-- INSTRUCTION --
Could you rewrite the data below as a numbered list, beginning at the line that contains "find the knot" and running through the last line of the data, with blank lines left out?

-- DATASET RECORDS --
########################################
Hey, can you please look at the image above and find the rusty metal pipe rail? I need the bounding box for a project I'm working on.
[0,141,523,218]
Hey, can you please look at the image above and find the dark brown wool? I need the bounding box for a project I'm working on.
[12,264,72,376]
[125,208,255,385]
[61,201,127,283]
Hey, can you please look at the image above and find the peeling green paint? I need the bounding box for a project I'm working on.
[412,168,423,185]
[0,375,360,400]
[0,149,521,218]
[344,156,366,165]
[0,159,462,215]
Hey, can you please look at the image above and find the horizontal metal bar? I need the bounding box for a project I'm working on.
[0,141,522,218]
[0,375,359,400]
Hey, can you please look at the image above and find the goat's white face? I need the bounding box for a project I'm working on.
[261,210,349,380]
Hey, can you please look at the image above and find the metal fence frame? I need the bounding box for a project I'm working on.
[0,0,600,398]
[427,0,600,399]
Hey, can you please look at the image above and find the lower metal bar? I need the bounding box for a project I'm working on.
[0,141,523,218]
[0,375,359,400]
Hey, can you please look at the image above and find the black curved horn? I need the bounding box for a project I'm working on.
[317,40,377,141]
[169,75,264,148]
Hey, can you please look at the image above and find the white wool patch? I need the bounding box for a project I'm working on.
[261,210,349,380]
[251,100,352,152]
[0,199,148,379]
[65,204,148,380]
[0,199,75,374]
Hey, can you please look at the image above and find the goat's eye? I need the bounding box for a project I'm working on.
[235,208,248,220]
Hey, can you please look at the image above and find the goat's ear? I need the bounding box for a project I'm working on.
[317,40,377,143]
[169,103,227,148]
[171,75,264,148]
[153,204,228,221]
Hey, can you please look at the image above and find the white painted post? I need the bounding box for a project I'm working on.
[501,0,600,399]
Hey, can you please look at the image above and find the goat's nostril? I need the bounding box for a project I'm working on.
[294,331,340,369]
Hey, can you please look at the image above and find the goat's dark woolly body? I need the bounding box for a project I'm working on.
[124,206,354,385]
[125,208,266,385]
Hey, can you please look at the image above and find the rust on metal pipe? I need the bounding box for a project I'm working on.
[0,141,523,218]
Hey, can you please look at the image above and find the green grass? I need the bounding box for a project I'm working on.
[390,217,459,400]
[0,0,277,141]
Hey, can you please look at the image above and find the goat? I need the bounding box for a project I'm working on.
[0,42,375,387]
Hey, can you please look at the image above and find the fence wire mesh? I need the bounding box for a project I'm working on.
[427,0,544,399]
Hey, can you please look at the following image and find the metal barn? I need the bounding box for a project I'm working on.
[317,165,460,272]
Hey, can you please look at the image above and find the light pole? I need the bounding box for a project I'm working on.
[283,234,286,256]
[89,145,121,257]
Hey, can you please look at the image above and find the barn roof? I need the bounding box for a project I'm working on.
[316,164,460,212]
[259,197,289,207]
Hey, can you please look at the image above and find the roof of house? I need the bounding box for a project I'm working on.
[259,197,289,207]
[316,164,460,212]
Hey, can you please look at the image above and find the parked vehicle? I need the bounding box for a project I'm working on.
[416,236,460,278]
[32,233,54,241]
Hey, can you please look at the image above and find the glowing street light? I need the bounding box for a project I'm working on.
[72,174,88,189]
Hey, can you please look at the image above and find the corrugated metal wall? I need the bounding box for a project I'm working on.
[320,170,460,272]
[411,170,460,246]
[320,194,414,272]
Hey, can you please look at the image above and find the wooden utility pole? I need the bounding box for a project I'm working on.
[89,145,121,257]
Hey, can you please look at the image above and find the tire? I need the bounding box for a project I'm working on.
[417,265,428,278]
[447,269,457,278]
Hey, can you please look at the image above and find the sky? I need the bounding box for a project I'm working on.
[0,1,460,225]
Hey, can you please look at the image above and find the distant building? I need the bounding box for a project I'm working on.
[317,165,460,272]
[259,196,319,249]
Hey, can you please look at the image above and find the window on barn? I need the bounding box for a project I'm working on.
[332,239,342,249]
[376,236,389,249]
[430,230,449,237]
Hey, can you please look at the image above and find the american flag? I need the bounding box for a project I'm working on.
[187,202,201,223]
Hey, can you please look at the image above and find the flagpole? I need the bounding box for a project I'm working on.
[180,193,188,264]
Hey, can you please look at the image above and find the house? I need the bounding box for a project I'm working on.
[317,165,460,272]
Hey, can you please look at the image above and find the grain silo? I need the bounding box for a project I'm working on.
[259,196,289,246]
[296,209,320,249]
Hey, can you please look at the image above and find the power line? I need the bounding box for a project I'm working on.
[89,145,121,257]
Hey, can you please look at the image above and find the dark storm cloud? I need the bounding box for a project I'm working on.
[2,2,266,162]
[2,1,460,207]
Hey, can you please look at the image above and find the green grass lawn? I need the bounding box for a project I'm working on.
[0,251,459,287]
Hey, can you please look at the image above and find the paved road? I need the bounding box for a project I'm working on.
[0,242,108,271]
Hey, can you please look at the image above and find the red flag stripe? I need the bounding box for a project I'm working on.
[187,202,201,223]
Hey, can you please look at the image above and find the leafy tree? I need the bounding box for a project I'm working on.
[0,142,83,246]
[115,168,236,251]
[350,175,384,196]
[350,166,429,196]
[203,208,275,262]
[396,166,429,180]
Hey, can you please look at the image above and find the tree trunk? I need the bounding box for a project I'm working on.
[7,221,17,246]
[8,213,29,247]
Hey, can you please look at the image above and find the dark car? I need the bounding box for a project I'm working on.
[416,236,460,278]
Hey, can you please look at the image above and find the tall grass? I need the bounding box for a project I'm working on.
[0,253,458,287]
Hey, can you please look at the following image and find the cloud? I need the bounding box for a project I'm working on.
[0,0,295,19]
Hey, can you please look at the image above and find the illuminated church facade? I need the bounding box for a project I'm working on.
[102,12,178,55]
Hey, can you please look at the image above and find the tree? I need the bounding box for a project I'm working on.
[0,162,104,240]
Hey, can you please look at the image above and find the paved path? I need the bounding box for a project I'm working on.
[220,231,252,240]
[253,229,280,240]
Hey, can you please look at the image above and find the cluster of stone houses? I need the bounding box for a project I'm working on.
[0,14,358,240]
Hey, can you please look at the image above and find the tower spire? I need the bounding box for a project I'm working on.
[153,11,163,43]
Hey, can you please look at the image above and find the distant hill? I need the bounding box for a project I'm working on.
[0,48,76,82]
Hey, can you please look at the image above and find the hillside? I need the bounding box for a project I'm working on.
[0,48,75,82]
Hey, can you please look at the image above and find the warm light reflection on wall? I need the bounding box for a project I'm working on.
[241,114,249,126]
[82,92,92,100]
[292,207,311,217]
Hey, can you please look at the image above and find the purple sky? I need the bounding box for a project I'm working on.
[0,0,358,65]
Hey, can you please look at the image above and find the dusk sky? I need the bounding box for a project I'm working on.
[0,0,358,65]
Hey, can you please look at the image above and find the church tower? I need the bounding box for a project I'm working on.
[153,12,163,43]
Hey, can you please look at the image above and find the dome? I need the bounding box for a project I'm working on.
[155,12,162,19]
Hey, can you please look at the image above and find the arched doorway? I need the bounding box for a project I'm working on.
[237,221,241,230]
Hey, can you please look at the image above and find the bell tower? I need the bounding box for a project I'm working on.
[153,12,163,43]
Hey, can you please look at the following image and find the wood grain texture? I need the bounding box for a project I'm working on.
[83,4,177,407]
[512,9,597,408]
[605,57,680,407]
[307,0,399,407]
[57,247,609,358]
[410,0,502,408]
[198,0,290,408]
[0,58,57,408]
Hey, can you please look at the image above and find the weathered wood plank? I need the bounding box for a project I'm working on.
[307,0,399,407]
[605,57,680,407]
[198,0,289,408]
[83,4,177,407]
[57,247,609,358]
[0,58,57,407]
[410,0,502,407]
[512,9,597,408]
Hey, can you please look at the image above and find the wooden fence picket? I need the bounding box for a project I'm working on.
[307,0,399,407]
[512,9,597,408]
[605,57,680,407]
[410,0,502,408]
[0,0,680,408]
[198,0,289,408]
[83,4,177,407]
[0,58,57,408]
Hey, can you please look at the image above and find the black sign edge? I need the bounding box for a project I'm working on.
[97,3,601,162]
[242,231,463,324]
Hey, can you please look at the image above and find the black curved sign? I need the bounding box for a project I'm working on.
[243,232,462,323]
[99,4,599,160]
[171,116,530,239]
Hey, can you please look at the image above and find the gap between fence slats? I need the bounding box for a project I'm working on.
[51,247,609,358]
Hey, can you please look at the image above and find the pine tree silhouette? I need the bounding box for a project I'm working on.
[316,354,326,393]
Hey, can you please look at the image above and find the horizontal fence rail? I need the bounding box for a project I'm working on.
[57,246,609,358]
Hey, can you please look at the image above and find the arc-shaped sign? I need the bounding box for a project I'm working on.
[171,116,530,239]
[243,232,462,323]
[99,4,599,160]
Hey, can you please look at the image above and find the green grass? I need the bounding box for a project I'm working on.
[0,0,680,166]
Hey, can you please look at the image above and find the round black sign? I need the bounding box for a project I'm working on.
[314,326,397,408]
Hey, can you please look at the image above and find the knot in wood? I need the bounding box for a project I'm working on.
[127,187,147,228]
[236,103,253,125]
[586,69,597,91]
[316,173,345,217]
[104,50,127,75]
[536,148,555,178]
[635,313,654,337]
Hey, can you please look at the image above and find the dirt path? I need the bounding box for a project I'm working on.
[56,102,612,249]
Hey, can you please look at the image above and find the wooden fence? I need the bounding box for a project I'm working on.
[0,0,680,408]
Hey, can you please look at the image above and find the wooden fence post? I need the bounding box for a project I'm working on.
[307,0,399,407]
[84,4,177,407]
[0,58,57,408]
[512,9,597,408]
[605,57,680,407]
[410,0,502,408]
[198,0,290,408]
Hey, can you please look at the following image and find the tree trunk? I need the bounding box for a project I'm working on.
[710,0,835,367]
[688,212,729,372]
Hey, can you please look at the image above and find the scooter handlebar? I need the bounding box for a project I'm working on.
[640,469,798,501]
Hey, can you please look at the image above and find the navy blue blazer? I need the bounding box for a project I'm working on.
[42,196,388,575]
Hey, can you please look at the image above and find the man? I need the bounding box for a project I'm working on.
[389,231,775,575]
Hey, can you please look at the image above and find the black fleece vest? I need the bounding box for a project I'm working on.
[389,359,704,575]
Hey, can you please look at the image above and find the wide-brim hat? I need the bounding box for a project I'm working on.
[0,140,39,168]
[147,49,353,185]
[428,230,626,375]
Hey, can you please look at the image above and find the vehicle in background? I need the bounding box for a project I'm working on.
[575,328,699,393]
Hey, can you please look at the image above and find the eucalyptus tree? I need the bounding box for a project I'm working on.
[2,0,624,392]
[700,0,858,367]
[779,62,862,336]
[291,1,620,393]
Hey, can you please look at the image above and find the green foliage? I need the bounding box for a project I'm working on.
########################################
-- TASK RESPONSE --
1. Hey, can you please look at the image above and find the knot in wood? I need the bounding box for a project I'm working on.
2. [127,187,147,228]
3. [236,103,253,125]
4. [586,69,597,91]
5. [316,173,345,217]
6. [104,50,127,75]
7. [536,148,555,178]
8. [635,313,654,337]
9. Hey, can you please look at the image above and find the dirt path? I need the bounding box for a project I'm working on.
10. [56,102,612,249]
11. Hey, can you please look at the image above and find the wooden fence? I need the bounding box for a project I'm working on.
12. [0,0,680,408]
13. Hey, can you please look at the image above and find the wooden fence post? I need the bounding box for a project I'm working on.
14. [307,0,399,407]
15. [84,4,177,407]
16. [0,58,57,408]
17. [512,9,597,408]
18. [605,57,680,407]
19. [410,0,502,408]
20. [198,0,290,408]
21. Hey, can you please look at the following image and find the tree trunk? I need the bounding box for a project I'm working on.
22. [710,0,835,367]
23. [688,212,729,372]
24. Hey, can you please look at the image above and find the scooter handlebar? I need the bounding box for a project I'm working on.
25. [640,469,798,501]
26. Hey, can you please look at the image above and find the navy blue blazer? I need the bounding box for a project I'm working on.
27. [42,196,388,575]
28. Hey, can you please look at the image above and find the man? I need the bounding box for a project I'm working on.
29. [389,231,775,575]
30. Hey, can you please look at the image above and find the black fleece vest? I need the bounding box for a project I'm working on.
31. [389,359,704,575]
32. Hey, can you please look at the image above and find the wide-brim hat? I need the bounding box for a project I'm working on.
33. [0,140,39,168]
34. [147,49,353,185]
35. [428,230,626,375]
36. Hey, can you please look at the image above and find the vehicle in background? I need the bounding box for a project I'm working on.
37. [575,328,699,393]
38. Hey, can you please look at the image above and find the eucalyptus tree? I need the bounding box for a project I'm working on.
39. [2,0,624,392]
40. [700,0,858,367]
41. [779,62,862,336]
42. [291,1,620,393]
43. Hey, can you please look at the image above and find the green foliage? I need the bounding box for a project I'm working on.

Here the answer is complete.